§ **What you have to do**: Tally the lines in the data below that contain the string "tree", treating uppercase and lowercase letters as different, and reply with only that number.

•••

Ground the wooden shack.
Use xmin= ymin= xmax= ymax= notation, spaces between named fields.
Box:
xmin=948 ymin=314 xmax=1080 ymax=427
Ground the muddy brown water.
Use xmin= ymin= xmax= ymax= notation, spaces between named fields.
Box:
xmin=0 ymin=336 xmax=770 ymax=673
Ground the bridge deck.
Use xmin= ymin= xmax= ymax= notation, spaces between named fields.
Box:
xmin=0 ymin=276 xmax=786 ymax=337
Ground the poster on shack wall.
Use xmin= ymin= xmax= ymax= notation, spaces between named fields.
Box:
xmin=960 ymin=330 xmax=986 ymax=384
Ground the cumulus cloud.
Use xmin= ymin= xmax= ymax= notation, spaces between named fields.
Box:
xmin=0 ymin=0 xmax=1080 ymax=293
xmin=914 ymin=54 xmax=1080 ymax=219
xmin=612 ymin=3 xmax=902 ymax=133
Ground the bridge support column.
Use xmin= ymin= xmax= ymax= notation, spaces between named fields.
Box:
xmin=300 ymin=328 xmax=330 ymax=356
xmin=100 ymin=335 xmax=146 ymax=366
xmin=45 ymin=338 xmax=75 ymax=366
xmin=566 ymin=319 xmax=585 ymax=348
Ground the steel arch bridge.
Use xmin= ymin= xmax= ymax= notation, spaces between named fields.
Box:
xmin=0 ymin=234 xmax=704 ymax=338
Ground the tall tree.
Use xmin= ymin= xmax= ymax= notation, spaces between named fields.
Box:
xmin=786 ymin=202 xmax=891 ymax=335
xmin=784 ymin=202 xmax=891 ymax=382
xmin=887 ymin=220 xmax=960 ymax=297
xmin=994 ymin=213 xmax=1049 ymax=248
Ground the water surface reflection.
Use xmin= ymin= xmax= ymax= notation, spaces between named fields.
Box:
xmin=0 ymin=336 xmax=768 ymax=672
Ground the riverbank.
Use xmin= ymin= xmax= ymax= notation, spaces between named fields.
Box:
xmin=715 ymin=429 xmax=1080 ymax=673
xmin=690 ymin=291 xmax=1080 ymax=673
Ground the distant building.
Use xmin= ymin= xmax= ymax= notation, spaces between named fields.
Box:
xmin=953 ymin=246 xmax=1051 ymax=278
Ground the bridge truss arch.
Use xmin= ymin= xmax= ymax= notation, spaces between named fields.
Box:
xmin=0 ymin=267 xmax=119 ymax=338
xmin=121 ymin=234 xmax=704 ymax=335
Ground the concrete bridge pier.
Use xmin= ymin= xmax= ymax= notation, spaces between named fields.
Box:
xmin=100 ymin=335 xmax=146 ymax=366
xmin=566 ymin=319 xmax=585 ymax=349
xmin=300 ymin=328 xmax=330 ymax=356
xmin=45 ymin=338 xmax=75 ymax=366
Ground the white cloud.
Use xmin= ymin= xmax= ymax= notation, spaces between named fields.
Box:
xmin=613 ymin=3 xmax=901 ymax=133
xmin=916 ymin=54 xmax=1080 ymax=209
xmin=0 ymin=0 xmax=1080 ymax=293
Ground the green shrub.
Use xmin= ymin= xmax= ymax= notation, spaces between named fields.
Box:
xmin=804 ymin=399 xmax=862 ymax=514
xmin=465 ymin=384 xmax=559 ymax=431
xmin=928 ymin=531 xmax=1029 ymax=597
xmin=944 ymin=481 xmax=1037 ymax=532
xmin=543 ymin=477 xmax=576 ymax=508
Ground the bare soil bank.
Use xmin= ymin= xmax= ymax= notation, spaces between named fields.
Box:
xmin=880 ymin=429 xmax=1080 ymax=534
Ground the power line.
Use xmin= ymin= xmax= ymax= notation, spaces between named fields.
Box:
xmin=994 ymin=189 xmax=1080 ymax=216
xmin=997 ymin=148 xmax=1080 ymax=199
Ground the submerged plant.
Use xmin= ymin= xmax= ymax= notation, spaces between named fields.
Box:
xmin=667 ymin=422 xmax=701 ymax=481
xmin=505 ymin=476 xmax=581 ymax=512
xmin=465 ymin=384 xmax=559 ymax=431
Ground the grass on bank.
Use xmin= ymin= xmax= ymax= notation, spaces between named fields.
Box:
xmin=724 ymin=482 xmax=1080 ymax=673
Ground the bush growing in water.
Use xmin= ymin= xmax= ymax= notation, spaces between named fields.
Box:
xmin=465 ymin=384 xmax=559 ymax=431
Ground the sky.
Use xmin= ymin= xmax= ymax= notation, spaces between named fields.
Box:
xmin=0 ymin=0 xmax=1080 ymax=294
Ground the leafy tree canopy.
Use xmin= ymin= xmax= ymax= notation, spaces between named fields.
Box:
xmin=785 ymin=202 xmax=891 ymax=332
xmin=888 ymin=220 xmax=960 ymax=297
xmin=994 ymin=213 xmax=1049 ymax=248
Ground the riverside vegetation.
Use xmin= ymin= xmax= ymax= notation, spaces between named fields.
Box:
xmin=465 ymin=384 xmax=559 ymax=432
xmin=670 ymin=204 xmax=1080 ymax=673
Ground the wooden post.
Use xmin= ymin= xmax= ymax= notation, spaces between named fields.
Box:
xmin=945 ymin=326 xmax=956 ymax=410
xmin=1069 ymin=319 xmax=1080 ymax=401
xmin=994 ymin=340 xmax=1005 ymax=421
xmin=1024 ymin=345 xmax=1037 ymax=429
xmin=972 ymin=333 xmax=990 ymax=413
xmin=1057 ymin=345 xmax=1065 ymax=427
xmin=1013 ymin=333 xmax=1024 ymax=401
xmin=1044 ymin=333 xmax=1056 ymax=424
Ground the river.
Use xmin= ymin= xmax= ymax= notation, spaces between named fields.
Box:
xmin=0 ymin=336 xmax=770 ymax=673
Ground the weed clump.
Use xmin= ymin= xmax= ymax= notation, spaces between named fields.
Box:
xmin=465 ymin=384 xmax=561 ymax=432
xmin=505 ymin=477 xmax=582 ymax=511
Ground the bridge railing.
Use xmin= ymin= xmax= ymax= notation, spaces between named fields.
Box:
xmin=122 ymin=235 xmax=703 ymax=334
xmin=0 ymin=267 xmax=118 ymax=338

•••

§ **Solved problem**: 2